Task objective: Rewrite the records below with "lake water" changed to "river water" and nothing else altered.

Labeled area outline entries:
** Begin **

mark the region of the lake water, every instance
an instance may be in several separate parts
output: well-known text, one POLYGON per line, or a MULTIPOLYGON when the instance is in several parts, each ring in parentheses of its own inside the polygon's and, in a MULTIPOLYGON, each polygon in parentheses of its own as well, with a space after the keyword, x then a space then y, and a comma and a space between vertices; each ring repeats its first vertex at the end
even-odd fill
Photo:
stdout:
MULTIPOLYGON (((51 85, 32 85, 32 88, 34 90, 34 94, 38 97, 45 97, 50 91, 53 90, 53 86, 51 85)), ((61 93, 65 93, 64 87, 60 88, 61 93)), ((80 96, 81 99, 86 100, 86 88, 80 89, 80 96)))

** End **

Reply:
mark the region of the river water, every instance
an instance may be in several separate parts
output: well-known text, one POLYGON per line, or a MULTIPOLYGON when the instance is in several parts, each ring in parentheses of its own inside the polygon's and, in a MULTIPOLYGON, each polygon in parentheses of its own as well, with a space after the keyword, x then a space then y, and a comma and a space between vertices; each ring repeats its first vertex at the end
even-odd fill
Photo:
stdout:
MULTIPOLYGON (((51 85, 32 85, 32 88, 34 90, 34 94, 38 97, 45 97, 50 91, 53 90, 53 86, 51 85)), ((61 93, 65 93, 64 87, 60 88, 61 93)), ((80 96, 81 99, 86 100, 86 88, 80 89, 80 96)))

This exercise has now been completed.